Given problem: Put the data below into a Markdown table with the columns Row and Data line, covering only the lines from the one containing "ROI: rooftop antenna" to the one containing "[27,329,81,351]", both included. Number each line in Row, and skip blank lines.

━━━━━━━━━━

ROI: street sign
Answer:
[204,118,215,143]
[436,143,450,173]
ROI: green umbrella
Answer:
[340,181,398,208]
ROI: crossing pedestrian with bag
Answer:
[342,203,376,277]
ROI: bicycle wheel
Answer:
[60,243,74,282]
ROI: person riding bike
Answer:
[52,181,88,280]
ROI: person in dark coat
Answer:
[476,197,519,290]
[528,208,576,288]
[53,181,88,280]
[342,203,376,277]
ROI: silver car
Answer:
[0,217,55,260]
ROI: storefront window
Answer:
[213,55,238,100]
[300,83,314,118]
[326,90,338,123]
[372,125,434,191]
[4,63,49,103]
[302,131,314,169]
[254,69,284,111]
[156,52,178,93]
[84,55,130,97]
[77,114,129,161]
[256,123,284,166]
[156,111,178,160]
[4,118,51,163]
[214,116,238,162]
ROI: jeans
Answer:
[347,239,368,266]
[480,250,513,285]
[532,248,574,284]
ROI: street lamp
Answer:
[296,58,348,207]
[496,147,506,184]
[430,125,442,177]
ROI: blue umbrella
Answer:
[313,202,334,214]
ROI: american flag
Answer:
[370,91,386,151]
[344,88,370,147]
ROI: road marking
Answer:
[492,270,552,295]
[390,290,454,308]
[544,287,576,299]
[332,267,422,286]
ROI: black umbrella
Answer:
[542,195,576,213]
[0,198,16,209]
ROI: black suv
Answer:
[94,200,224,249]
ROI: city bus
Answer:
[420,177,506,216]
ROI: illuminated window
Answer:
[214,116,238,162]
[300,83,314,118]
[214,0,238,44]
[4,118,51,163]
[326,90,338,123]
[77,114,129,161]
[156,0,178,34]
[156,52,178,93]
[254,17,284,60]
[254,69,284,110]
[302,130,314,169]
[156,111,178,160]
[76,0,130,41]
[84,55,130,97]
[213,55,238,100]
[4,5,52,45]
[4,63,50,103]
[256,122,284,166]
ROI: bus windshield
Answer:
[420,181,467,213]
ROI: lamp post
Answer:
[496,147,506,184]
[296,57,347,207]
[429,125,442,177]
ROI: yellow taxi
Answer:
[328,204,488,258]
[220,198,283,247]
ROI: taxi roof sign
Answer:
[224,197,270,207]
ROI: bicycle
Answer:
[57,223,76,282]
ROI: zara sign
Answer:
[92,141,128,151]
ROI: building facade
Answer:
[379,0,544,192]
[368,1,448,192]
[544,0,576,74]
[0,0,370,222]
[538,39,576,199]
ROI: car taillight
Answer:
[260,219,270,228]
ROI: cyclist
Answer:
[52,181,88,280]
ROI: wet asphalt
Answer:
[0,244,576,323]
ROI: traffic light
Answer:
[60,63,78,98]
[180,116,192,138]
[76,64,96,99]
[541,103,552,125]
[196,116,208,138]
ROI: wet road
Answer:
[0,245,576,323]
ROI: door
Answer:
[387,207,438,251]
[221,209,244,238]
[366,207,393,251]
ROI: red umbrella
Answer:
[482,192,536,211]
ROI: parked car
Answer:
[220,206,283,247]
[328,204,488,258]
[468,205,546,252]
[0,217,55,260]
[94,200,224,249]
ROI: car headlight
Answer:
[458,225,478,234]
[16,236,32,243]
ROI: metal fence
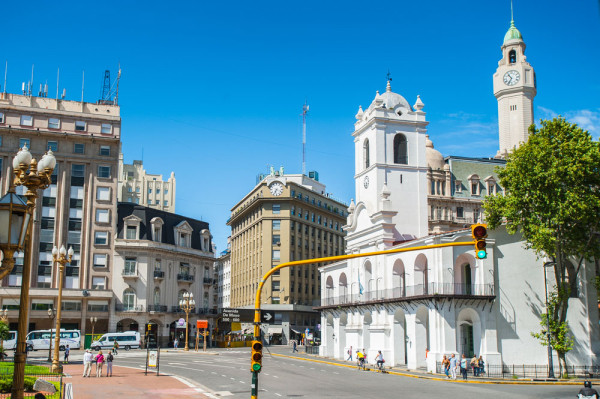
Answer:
[436,362,600,379]
[321,283,494,306]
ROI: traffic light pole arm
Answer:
[254,241,475,339]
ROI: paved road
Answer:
[71,348,579,399]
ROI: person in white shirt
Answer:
[83,349,93,377]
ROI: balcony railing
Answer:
[321,283,494,306]
[177,273,194,283]
[148,305,168,313]
[115,303,144,312]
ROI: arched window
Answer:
[363,139,371,169]
[123,288,135,310]
[394,133,408,165]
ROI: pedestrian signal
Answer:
[471,223,487,259]
[250,341,262,373]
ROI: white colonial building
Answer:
[318,18,600,371]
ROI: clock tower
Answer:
[494,16,537,158]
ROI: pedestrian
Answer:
[470,355,479,377]
[96,351,104,377]
[106,351,114,377]
[450,353,458,380]
[442,355,450,378]
[83,349,93,377]
[460,353,468,381]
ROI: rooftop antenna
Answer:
[302,100,308,175]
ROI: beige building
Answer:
[0,93,121,334]
[118,154,175,213]
[227,168,347,343]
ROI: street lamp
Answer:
[48,308,55,362]
[9,146,56,399]
[52,245,73,373]
[544,262,556,378]
[179,292,196,352]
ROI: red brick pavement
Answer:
[63,364,208,399]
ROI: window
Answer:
[363,139,371,169]
[98,165,110,178]
[394,133,408,165]
[96,209,109,223]
[125,226,137,240]
[94,231,108,245]
[21,115,33,126]
[48,118,60,129]
[73,143,85,154]
[75,121,86,132]
[96,187,110,201]
[92,277,106,290]
[94,254,107,267]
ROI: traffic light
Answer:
[471,223,487,259]
[250,341,262,373]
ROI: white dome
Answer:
[425,136,446,170]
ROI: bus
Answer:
[27,329,81,351]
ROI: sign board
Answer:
[221,309,254,323]
[148,351,158,368]
[196,320,208,329]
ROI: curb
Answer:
[272,353,583,385]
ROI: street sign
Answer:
[260,310,275,323]
[221,309,254,323]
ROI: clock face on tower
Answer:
[269,183,283,196]
[502,69,521,86]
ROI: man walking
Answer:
[83,349,92,377]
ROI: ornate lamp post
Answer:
[9,146,56,399]
[48,308,55,362]
[179,292,196,352]
[52,245,74,373]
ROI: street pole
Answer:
[543,262,555,378]
[251,241,477,399]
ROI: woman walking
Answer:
[96,351,104,377]
[106,351,114,377]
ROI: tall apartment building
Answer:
[118,154,175,213]
[227,168,347,343]
[0,93,121,333]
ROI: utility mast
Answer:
[302,100,308,175]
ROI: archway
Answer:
[456,308,483,358]
[393,309,408,365]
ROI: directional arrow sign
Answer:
[260,310,273,323]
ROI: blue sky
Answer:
[0,0,600,251]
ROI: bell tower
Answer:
[494,14,537,158]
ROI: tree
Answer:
[483,117,600,376]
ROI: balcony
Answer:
[148,305,168,313]
[317,283,496,308]
[177,273,194,284]
[121,269,139,279]
[115,303,144,313]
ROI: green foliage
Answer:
[531,287,575,353]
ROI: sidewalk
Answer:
[63,362,209,399]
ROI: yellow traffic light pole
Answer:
[251,241,476,399]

━━━━━━━━━━

Written answer:
| Row | Data line |
|---|---|
| 1 | ROI: rooftop antenna |
| 2 | Answer: |
| 3 | [302,100,308,175] |
| 4 | ROI: beige building |
| 5 | Answer: |
| 6 | [0,93,121,334] |
| 7 | [118,154,175,213] |
| 8 | [227,168,347,343] |
| 9 | ROI: street lamp |
| 10 | Answer: |
| 11 | [48,308,55,362] |
| 12 | [9,146,56,399] |
| 13 | [52,245,73,373] |
| 14 | [544,262,556,378] |
| 15 | [179,292,196,352] |
| 16 | ROI: red brick pavement |
| 17 | Answer: |
| 18 | [63,364,208,399] |
| 19 | ROI: window |
| 20 | Answer: |
| 21 | [363,139,371,169] |
| 22 | [98,165,110,178] |
| 23 | [394,133,408,165] |
| 24 | [96,209,109,223] |
| 25 | [125,226,137,240] |
| 26 | [94,231,108,245] |
| 27 | [21,115,33,126] |
| 28 | [48,118,60,129] |
| 29 | [73,143,85,154] |
| 30 | [75,121,86,132] |
| 31 | [96,187,110,201] |
| 32 | [92,277,106,290] |
| 33 | [94,254,107,267] |
| 34 | ROI: traffic light |
| 35 | Answer: |
| 36 | [471,223,487,259] |
| 37 | [250,341,262,373] |
| 38 | ROI: white dome |
| 39 | Answer: |
| 40 | [425,136,446,170] |
| 41 | ROI: bus |
| 42 | Answer: |
| 43 | [27,329,81,351] |